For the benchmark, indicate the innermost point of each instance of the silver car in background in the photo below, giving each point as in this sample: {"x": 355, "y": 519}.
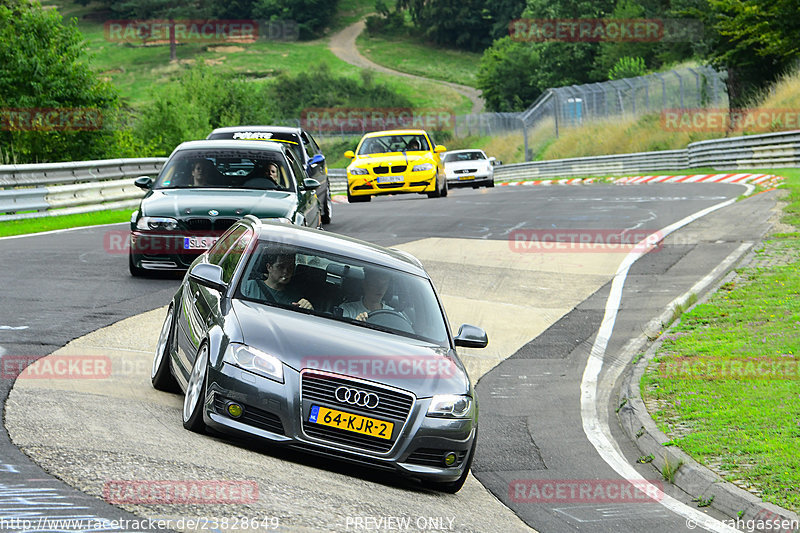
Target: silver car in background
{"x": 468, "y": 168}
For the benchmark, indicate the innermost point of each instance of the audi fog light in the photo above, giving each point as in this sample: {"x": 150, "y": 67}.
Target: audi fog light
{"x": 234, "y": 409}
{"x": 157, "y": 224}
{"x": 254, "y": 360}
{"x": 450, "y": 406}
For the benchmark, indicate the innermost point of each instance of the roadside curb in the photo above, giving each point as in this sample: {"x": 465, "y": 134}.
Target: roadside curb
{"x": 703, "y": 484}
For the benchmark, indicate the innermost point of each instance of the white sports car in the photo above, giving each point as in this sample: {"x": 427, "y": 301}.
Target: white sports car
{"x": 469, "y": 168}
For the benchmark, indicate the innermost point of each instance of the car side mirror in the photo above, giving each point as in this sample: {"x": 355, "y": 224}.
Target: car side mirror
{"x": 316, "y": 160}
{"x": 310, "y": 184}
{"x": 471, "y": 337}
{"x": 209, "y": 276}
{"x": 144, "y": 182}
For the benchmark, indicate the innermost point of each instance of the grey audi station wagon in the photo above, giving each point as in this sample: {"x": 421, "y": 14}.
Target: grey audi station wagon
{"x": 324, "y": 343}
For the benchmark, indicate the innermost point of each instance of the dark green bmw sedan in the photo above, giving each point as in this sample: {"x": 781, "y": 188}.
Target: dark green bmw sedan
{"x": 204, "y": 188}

STATED EXERCISE: Reproduce all of the data above word for word, omitting the picture.

RESULT OF THIS EXERCISE:
For the benchmark, indicate the innermost point of each instance of the silver car in background in the photo below, giving each point as in this sample: {"x": 355, "y": 519}.
Target: silver car in background
{"x": 468, "y": 168}
For the benchmark, indicate the innermost point of each instance of the audi fog light in the photo above, giving each point as in this sample: {"x": 150, "y": 67}.
Target: audi fog light
{"x": 234, "y": 409}
{"x": 157, "y": 224}
{"x": 254, "y": 360}
{"x": 450, "y": 406}
For the benchmark, indicate the innermost point of each instance of the roadside curb in the photo above, giving each point as in this sample: {"x": 465, "y": 134}.
Target: roadside curb
{"x": 703, "y": 484}
For the benchmark, indicate the innermost point of each instance of the white sports car in the photo above, giving each point as in this sample: {"x": 427, "y": 301}.
Target: white sports car
{"x": 469, "y": 168}
For the benchmark, indicate the innermost point of each instance of the car side mirror in the photo above, giving each point as in this sample: {"x": 355, "y": 224}.
Target: car side mirror
{"x": 316, "y": 160}
{"x": 310, "y": 184}
{"x": 471, "y": 337}
{"x": 209, "y": 276}
{"x": 144, "y": 182}
For the benchmark, indicate the innermost point of each instance of the grey audi station wagon in the photo above, giving each point as in this sample: {"x": 421, "y": 14}.
Target: grey audi station wagon
{"x": 324, "y": 343}
For the benchmark, indicate the innermost point of each instance of the dark green bmw sedan in the photo above, giving each point as in this sample: {"x": 781, "y": 188}.
Target: dark green bmw sedan
{"x": 204, "y": 188}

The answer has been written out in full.